» Direction:
Could you copy every one of the rows below word for word, leaving each line unchanged?

» Data extract:
+ + + + +

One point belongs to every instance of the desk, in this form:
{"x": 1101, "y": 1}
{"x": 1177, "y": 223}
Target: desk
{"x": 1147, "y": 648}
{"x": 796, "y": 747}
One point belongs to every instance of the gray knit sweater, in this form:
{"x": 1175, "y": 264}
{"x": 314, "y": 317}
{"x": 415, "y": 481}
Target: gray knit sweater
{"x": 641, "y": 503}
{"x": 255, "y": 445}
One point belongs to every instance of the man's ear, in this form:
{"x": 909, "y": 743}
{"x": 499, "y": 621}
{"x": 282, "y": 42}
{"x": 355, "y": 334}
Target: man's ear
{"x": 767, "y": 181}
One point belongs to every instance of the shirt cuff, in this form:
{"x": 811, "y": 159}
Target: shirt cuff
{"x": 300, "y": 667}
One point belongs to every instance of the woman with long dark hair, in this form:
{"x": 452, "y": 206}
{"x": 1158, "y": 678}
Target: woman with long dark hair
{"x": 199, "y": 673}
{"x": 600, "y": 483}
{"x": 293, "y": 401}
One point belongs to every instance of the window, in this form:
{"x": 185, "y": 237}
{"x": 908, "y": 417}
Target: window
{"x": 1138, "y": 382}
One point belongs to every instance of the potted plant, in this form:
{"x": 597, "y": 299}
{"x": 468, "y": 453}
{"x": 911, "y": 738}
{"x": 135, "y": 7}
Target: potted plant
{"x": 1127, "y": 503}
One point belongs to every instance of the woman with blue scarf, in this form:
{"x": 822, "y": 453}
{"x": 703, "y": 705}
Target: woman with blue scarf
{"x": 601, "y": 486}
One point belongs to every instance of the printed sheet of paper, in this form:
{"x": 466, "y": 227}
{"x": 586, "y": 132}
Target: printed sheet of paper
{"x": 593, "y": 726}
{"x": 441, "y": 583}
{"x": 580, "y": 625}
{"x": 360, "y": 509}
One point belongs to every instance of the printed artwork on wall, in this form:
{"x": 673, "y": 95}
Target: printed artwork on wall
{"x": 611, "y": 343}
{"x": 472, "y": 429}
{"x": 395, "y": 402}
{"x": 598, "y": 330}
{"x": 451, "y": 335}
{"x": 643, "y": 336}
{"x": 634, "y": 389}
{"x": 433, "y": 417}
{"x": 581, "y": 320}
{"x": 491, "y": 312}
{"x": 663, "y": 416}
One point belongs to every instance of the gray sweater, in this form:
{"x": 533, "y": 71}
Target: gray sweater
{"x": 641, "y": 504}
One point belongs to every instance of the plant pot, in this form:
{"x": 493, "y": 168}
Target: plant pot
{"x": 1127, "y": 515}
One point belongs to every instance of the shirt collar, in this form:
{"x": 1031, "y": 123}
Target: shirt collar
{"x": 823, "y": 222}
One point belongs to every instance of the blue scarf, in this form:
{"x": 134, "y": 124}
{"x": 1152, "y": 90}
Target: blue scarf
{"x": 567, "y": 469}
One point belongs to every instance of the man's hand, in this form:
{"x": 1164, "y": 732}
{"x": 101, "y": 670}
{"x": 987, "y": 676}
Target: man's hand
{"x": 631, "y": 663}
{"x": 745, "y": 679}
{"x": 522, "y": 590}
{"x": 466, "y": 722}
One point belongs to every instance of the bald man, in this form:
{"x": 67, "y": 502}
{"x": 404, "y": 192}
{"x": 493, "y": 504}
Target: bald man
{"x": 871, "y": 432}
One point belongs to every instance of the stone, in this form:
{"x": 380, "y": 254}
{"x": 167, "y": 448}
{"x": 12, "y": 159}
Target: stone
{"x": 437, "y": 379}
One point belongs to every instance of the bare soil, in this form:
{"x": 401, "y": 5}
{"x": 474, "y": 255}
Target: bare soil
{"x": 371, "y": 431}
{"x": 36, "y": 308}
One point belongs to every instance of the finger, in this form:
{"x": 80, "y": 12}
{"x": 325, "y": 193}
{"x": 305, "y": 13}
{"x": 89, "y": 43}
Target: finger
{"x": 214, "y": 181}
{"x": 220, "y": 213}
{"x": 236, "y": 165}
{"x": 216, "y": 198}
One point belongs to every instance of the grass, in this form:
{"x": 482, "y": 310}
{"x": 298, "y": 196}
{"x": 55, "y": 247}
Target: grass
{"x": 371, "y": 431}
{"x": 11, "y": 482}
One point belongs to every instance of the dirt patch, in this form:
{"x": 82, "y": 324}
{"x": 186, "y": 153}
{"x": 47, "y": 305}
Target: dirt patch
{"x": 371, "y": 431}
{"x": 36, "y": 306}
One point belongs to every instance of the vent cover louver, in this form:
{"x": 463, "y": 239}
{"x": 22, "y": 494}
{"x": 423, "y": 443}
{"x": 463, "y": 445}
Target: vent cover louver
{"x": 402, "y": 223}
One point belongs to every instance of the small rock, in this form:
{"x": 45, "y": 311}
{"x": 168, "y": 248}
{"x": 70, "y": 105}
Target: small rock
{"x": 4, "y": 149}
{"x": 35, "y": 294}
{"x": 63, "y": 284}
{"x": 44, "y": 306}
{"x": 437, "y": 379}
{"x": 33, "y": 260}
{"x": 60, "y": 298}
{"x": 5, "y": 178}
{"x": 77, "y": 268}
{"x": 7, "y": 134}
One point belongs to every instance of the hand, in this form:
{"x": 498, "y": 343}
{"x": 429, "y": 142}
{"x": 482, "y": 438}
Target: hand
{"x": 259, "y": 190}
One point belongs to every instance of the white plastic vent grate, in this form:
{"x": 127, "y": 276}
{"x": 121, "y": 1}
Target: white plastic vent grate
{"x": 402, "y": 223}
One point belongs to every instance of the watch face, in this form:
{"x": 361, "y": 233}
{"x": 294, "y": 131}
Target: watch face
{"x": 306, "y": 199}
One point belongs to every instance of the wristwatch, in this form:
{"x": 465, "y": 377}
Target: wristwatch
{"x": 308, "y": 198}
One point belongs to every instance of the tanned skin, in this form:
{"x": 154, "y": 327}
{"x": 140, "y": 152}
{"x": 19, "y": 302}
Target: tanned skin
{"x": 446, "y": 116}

+ + + + +

» Finished exercise:
One point belongs to every instance of the desk, in this form:
{"x": 1101, "y": 1}
{"x": 1177, "y": 223}
Target: desk
{"x": 1147, "y": 648}
{"x": 796, "y": 747}
One point belongs to every instance of the gray knit sweater, in this form:
{"x": 1175, "y": 264}
{"x": 314, "y": 317}
{"x": 415, "y": 481}
Target: gray knit sweater
{"x": 641, "y": 503}
{"x": 255, "y": 445}
One point belongs to every instance of the man's ear, in this form:
{"x": 909, "y": 743}
{"x": 499, "y": 621}
{"x": 282, "y": 42}
{"x": 355, "y": 334}
Target: man's ear
{"x": 767, "y": 181}
One point belongs to every instance of the shirt cuff, in this form:
{"x": 811, "y": 159}
Target: shirt cuff
{"x": 300, "y": 667}
One point belongs to every instance of the woman with long dark hair, in this form:
{"x": 452, "y": 206}
{"x": 1158, "y": 678}
Target: woman with long dark hair
{"x": 199, "y": 673}
{"x": 600, "y": 483}
{"x": 293, "y": 401}
One point belongs to every instance of the window, in this form:
{"x": 185, "y": 237}
{"x": 908, "y": 417}
Target: window
{"x": 1138, "y": 382}
One point belongs to every instance of the potted plant, in this form:
{"x": 597, "y": 299}
{"x": 468, "y": 453}
{"x": 911, "y": 738}
{"x": 135, "y": 7}
Target: potted plant
{"x": 1127, "y": 503}
One point belongs to every instance of the woman with blue scarf, in this form:
{"x": 822, "y": 453}
{"x": 703, "y": 705}
Target: woman with blue scarf
{"x": 601, "y": 486}
One point belongs to every instance of the printed sheet of paper, in this form:
{"x": 466, "y": 227}
{"x": 586, "y": 132}
Target: printed sheet of paper
{"x": 593, "y": 726}
{"x": 441, "y": 583}
{"x": 580, "y": 625}
{"x": 360, "y": 509}
One point belongs to every instance of the printed artwork on wall, in this form:
{"x": 673, "y": 95}
Target: printed artwork on wall
{"x": 611, "y": 343}
{"x": 472, "y": 429}
{"x": 395, "y": 402}
{"x": 598, "y": 330}
{"x": 451, "y": 335}
{"x": 643, "y": 336}
{"x": 634, "y": 389}
{"x": 433, "y": 417}
{"x": 581, "y": 320}
{"x": 491, "y": 312}
{"x": 663, "y": 416}
One point belongs to every instance of the gray sweater, in this form:
{"x": 533, "y": 71}
Target: gray sweater
{"x": 641, "y": 504}
One point belongs to every instance of the plant pot, in this form:
{"x": 493, "y": 168}
Target: plant pot
{"x": 1127, "y": 515}
One point belongs to every instance of the shirt collar, in this form:
{"x": 1031, "y": 123}
Target: shirt collar
{"x": 823, "y": 222}
One point belongs to every instance of the blue scarf, in this form:
{"x": 134, "y": 124}
{"x": 1152, "y": 90}
Target: blue scarf
{"x": 567, "y": 469}
One point belongs to every instance of the man's hand, in this form:
{"x": 1164, "y": 732}
{"x": 101, "y": 670}
{"x": 987, "y": 676}
Target: man's hand
{"x": 631, "y": 663}
{"x": 745, "y": 679}
{"x": 522, "y": 590}
{"x": 466, "y": 722}
One point belongs to every instance of the bald man, in this form:
{"x": 67, "y": 502}
{"x": 404, "y": 192}
{"x": 493, "y": 504}
Target: bald man
{"x": 871, "y": 432}
One point belongs to every instance of the stone, in this form:
{"x": 380, "y": 254}
{"x": 167, "y": 448}
{"x": 12, "y": 159}
Target: stone
{"x": 437, "y": 379}
One point belongs to every instance of the bare soil, in this form:
{"x": 401, "y": 5}
{"x": 474, "y": 255}
Target: bare soil
{"x": 371, "y": 431}
{"x": 36, "y": 308}
One point belongs to every instance of the finger, in this form:
{"x": 80, "y": 12}
{"x": 325, "y": 193}
{"x": 305, "y": 13}
{"x": 89, "y": 43}
Target: finger
{"x": 214, "y": 181}
{"x": 220, "y": 213}
{"x": 236, "y": 165}
{"x": 216, "y": 198}
One point belongs to every instance of the grass, in this form:
{"x": 482, "y": 310}
{"x": 298, "y": 196}
{"x": 55, "y": 247}
Target: grass
{"x": 371, "y": 431}
{"x": 11, "y": 482}
One point belongs to every instance of the dirt patch, in this form:
{"x": 82, "y": 324}
{"x": 186, "y": 153}
{"x": 47, "y": 305}
Target: dirt patch
{"x": 371, "y": 431}
{"x": 36, "y": 306}
One point belongs to every instance of the vent cover louver, in this form:
{"x": 463, "y": 239}
{"x": 22, "y": 494}
{"x": 423, "y": 443}
{"x": 463, "y": 445}
Target: vent cover louver
{"x": 402, "y": 223}
One point belongs to every instance of the small rock, in this form:
{"x": 45, "y": 311}
{"x": 168, "y": 248}
{"x": 70, "y": 105}
Target: small rock
{"x": 4, "y": 149}
{"x": 35, "y": 294}
{"x": 63, "y": 284}
{"x": 44, "y": 306}
{"x": 437, "y": 379}
{"x": 33, "y": 260}
{"x": 60, "y": 298}
{"x": 5, "y": 178}
{"x": 77, "y": 268}
{"x": 7, "y": 134}
One point belongs to every instance of the hand, in this form:
{"x": 498, "y": 343}
{"x": 429, "y": 142}
{"x": 482, "y": 438}
Target: hand
{"x": 259, "y": 190}
One point belongs to every instance of the white plastic vent grate, in this form:
{"x": 127, "y": 276}
{"x": 121, "y": 1}
Target: white plastic vent grate
{"x": 402, "y": 223}
One point belongs to every instance of the watch face, in this form:
{"x": 361, "y": 233}
{"x": 294, "y": 131}
Target: watch face
{"x": 306, "y": 199}
One point belongs to every instance of the wristwatch, in this form:
{"x": 465, "y": 377}
Target: wristwatch
{"x": 308, "y": 198}
One point belongs to every instance of the tanned skin, in this form:
{"x": 154, "y": 327}
{"x": 140, "y": 152}
{"x": 19, "y": 302}
Target: tanned skin
{"x": 446, "y": 116}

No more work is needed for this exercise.